■ Task details: Could you report every line of the listing below that holds the word "Mark"?
Start of The data
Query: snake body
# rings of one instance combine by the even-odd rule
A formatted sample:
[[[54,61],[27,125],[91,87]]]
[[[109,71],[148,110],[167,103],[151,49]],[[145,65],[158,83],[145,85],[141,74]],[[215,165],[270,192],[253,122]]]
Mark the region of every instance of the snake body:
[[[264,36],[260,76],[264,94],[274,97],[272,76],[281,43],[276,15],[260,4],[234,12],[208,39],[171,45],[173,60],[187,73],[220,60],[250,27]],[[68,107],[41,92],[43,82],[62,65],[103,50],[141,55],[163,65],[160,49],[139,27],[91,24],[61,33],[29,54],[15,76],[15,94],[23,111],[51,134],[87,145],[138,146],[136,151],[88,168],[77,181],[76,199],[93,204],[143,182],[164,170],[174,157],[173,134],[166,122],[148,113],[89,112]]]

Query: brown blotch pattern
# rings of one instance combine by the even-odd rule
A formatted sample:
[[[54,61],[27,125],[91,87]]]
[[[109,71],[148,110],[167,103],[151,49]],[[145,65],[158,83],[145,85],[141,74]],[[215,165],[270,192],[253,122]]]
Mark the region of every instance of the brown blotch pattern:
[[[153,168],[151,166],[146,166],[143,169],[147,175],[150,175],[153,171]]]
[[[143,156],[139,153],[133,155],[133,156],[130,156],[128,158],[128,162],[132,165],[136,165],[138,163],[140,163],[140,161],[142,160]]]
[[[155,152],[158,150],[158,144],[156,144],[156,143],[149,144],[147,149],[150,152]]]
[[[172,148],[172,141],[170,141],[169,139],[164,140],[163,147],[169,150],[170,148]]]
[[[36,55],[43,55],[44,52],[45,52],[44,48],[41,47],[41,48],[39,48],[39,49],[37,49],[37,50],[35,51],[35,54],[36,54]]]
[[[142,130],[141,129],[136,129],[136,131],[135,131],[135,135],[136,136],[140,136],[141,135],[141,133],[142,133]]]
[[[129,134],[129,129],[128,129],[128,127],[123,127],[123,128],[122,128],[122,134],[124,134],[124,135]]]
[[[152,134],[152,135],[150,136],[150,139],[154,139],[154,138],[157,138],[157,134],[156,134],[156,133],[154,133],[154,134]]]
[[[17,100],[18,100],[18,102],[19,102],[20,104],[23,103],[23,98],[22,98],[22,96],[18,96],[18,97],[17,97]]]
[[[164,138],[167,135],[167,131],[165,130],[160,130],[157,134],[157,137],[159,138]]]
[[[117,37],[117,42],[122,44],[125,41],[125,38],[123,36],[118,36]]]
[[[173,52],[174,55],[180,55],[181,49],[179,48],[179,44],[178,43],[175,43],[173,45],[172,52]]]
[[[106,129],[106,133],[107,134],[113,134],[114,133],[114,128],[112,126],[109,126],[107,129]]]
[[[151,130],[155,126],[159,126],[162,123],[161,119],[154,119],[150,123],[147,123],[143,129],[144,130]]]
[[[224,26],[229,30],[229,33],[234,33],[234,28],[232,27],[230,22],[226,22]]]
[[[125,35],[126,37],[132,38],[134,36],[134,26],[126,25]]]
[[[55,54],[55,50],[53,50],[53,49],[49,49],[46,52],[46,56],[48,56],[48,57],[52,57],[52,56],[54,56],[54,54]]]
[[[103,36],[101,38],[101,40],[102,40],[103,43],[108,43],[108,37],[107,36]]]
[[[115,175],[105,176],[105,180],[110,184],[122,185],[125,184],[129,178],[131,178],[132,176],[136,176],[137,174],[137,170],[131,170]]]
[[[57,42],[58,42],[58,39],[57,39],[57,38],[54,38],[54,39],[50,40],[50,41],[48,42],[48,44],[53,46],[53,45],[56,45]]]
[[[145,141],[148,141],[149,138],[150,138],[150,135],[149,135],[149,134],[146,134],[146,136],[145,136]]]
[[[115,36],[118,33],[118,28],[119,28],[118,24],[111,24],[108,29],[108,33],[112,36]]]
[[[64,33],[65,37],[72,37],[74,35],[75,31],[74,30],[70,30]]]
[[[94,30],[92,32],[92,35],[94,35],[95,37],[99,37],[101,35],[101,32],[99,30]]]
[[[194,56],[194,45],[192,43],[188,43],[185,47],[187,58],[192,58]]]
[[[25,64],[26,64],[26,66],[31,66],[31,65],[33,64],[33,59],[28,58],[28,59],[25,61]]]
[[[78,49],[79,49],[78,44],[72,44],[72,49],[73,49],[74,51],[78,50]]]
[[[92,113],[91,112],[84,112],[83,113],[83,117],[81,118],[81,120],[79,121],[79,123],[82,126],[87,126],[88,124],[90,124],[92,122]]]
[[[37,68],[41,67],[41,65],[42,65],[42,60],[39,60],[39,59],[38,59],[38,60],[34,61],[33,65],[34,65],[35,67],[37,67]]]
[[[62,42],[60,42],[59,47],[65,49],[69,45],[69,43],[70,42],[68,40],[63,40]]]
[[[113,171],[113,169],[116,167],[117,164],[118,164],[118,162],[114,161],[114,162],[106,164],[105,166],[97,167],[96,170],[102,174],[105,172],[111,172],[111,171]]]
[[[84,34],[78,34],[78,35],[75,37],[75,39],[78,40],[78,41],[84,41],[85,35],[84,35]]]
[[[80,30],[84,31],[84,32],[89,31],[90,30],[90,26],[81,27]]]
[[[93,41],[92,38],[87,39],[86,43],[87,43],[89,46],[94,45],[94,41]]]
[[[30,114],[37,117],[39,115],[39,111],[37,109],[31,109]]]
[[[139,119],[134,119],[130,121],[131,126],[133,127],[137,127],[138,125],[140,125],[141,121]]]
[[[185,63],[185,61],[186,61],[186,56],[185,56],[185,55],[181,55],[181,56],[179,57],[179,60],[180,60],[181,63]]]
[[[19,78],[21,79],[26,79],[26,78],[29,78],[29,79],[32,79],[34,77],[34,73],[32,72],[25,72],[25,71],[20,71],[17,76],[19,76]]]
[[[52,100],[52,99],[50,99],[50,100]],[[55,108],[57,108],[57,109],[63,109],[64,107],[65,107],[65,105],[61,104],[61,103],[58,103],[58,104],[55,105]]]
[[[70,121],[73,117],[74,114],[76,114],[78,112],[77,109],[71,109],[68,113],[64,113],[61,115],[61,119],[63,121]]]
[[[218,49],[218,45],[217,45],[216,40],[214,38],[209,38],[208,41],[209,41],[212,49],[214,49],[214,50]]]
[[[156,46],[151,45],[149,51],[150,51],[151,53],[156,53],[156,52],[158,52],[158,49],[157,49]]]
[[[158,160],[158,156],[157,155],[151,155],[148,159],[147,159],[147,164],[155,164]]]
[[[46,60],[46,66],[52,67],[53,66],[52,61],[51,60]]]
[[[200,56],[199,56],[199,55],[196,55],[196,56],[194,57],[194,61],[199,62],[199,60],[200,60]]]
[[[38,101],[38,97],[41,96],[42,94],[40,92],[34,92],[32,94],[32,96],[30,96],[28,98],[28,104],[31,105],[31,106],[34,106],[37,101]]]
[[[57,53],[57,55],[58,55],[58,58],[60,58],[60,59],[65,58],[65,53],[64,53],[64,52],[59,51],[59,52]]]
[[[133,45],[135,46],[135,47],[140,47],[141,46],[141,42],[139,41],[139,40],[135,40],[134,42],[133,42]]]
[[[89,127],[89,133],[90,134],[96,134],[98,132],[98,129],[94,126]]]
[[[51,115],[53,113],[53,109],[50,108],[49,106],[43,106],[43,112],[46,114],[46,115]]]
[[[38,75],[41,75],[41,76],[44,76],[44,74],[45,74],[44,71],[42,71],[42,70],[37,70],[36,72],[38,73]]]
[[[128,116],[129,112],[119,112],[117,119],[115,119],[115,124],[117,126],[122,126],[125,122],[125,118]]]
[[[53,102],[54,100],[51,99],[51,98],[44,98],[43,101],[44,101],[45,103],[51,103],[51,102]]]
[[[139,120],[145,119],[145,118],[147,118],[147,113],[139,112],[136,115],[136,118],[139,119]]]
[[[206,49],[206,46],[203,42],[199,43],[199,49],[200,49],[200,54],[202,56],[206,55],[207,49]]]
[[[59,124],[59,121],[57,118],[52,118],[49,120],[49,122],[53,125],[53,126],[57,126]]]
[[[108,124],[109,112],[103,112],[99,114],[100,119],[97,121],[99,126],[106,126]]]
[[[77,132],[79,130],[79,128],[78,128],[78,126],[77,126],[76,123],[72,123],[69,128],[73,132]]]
End of The data
■ Response area:
Mark the region of every instance of the snake body:
Mark the region of every instance of the brown blotch pattern:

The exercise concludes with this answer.